- Daftar Tugas
(1) Terjemahkan kalimat berikut dari kutipan halaman tentang pacaran ke dalam bahasa Inggris: "Secara etimologi pacar adalah nama pohon kecil atau inai yang daunnya biasa dipakai sebagai pewarna kuku dua pengantin yang tengah duduk bersanding bahagia."
(2) Menurut kutipan halaman tentang pacaran, apa arti kata pacar secara terminologi dalam persepsi sosial?

- Kutipan Halaman
Pacaran..?? Nggak Deh..
|
Inilah
fenomena miris di akhir zaman; banyak wanita berjilbab tapi ‘demen’
pacaran. Pacaran, rupanya bukan hanya di’sukai’ wanita muda Islam yang tak
berjilbab, sebaliknya akhwat-akhwat bergelar jilbaber pun masih ada yang
menjalin hubungan tak halal itu.
Entah
apa yang menjadi alasan sehingga para akhwat masih ada yang pacaran. Apakah
mereka tidak tahu, dalam syariat Islam, pacaran hanya boleh dan bisa dilakukan
bagi mereka yang sudah menikah??
PACARAN
berasal dari kata pacar. Secara etimologi pacar adalah nama pohon kecil atau
inai yang daunnya biasa dipakai sebagai pewarna kuku dua pengantin yang tengah
duduk bersanding bahagia.
Secara
terminologi dalam persepsi sosial kata pacar adalah kekasih atau teman lawan
jenis yang tetap dan mempunyai hubungan cinta kasih, dan kata pacaran,
berpacaran berarti bercintaan (cumbuan); berkasih-kasihan.
Kebanyakan,
anak muda sebelum melangsungkan perkawinan biasanya “berpacaran” terlebih
dahulu. Alasannya sih ga afdhol
kalau ga diawali dengan pacaran. Anggapan ini, kemudian melahirkan komitmen
bersama antar berbagai pihak untuk menganggap masa berpacaran sebagai sesuatu
yang lumrah dan wajar-wajar saja. Kata orang awam, “Pacaran itu adalah jalan
untuk cari jodoh”.
Anggapan
seperti ini adalah anggapan yang benar di mata mereka yang akal dan imannya
tertutup. Tapi salah dan keliru menurut kacamata tauhid dan iman.

- Data Tercatat
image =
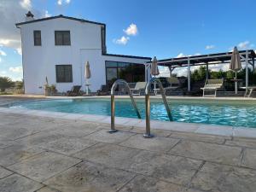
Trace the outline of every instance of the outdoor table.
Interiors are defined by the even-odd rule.
[[[242,81],[242,79],[233,79],[231,81],[235,82],[235,93],[237,94],[237,82]]]

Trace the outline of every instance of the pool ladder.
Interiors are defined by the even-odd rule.
[[[172,121],[172,113],[170,110],[170,108],[168,106],[167,101],[166,101],[166,93],[165,93],[165,90],[163,88],[162,83],[160,82],[160,80],[157,78],[151,78],[149,82],[148,82],[146,88],[145,88],[145,104],[146,104],[146,132],[143,134],[143,137],[146,138],[151,138],[154,136],[150,133],[150,99],[149,99],[149,90],[151,89],[151,84],[154,83],[157,84],[159,85],[160,88],[160,91],[161,93],[162,96],[162,99],[169,117],[169,120]],[[114,127],[114,90],[117,87],[118,84],[124,84],[127,90],[128,90],[128,94],[130,96],[130,98],[131,100],[131,103],[132,106],[137,113],[137,115],[139,119],[141,119],[141,115],[140,113],[137,109],[137,107],[136,105],[136,102],[134,101],[133,96],[131,94],[131,91],[130,90],[130,87],[127,84],[126,81],[123,80],[123,79],[118,79],[116,80],[112,88],[111,88],[111,130],[109,131],[110,133],[113,132],[116,132],[117,130]]]

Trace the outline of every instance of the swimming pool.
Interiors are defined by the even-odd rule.
[[[145,118],[143,99],[136,99],[142,118]],[[129,99],[116,99],[117,117],[137,118]],[[151,119],[168,121],[161,100],[151,100]],[[256,128],[255,101],[168,100],[173,120]],[[52,112],[100,114],[110,116],[110,100],[107,98],[55,99],[30,101],[6,106],[10,108],[38,109]]]

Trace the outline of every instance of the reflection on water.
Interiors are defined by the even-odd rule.
[[[116,116],[137,118],[129,100],[116,100],[115,103]],[[145,118],[144,102],[140,100],[137,103],[142,117]],[[172,100],[169,105],[174,121],[256,128],[256,107],[253,105]],[[10,108],[110,115],[110,101],[107,99],[33,101],[16,103]],[[169,119],[161,102],[151,101],[150,108],[152,119]]]

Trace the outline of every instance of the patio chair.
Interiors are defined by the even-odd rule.
[[[109,96],[110,87],[107,84],[102,84],[101,89],[97,90],[98,96]]]
[[[223,86],[224,79],[207,79],[205,83],[205,86],[201,89],[203,90],[203,96],[205,96],[206,90],[213,90],[214,95],[207,95],[207,96],[217,96],[217,90],[221,89]]]
[[[146,85],[147,82],[137,82],[135,87],[131,89],[131,94],[133,96],[140,96],[141,91],[145,90]]]
[[[79,96],[80,94],[80,90],[81,90],[81,86],[80,85],[74,85],[73,86],[73,88],[71,89],[71,90],[68,90],[67,96]]]

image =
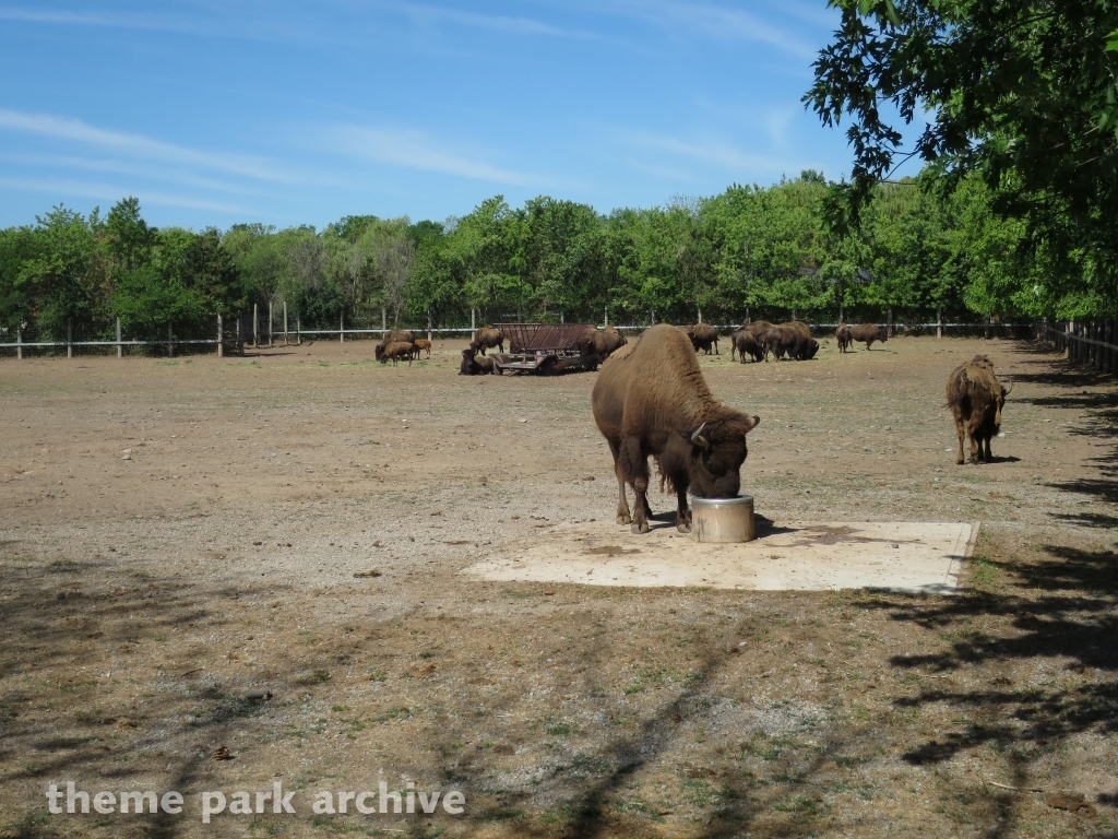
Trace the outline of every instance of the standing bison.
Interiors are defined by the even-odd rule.
[[[620,349],[628,341],[625,340],[625,336],[613,327],[606,327],[605,329],[587,327],[578,338],[578,355],[596,358],[597,362],[601,364],[609,358],[610,353]]]
[[[851,343],[865,341],[865,348],[870,349],[874,341],[881,341],[882,343],[888,341],[889,332],[885,331],[884,327],[879,327],[873,323],[859,323],[850,330],[850,339]]]
[[[713,347],[714,355],[719,355],[718,330],[710,326],[710,323],[697,323],[693,327],[684,327],[683,331],[691,339],[691,346],[694,347],[695,352],[702,350],[704,355],[709,356],[710,349]]]
[[[997,436],[1002,425],[1002,408],[1005,397],[1013,389],[1003,386],[994,375],[994,365],[986,356],[975,356],[966,364],[951,370],[947,378],[947,407],[955,417],[955,430],[959,435],[959,456],[963,464],[963,439],[970,437],[970,462],[989,463],[991,437]]]
[[[648,455],[678,497],[675,526],[691,529],[688,489],[700,498],[733,498],[749,453],[746,435],[760,417],[717,402],[694,349],[674,327],[659,324],[624,358],[610,359],[593,393],[594,422],[609,444],[617,475],[617,524],[648,531]],[[625,484],[636,498],[629,513]]]
[[[475,356],[471,348],[462,350],[462,364],[458,366],[459,376],[487,376],[498,373],[496,365],[489,356]]]
[[[764,361],[766,355],[765,337],[771,328],[773,324],[767,320],[755,320],[735,331],[730,336],[730,359],[733,359],[733,350],[737,350],[741,358],[741,364],[746,362],[747,352],[754,361]]]
[[[474,332],[474,339],[470,342],[470,349],[474,352],[485,355],[485,350],[496,347],[504,352],[504,332],[500,329],[482,327]]]
[[[373,350],[373,355],[377,357],[377,360],[380,361],[381,357],[385,355],[385,348],[388,347],[389,343],[396,341],[411,343],[414,340],[415,334],[406,329],[389,329],[385,332],[383,338],[380,339],[380,343],[377,345],[377,348]]]
[[[769,328],[765,336],[765,350],[766,357],[771,350],[778,361],[785,355],[796,361],[807,361],[815,358],[819,342],[812,338],[812,330],[806,323],[793,320]]]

- Kunci Jawaban
(1) Etymologically, "pacar" is the name of a small tree, or henna, whose leaves are commonly used to dye the nails of a bride and groom sitting happily side by side.

(2) Pacar adalah kekasih atau teman lawan jenis yang tetap dan mempunyai hubungan cinta kasih.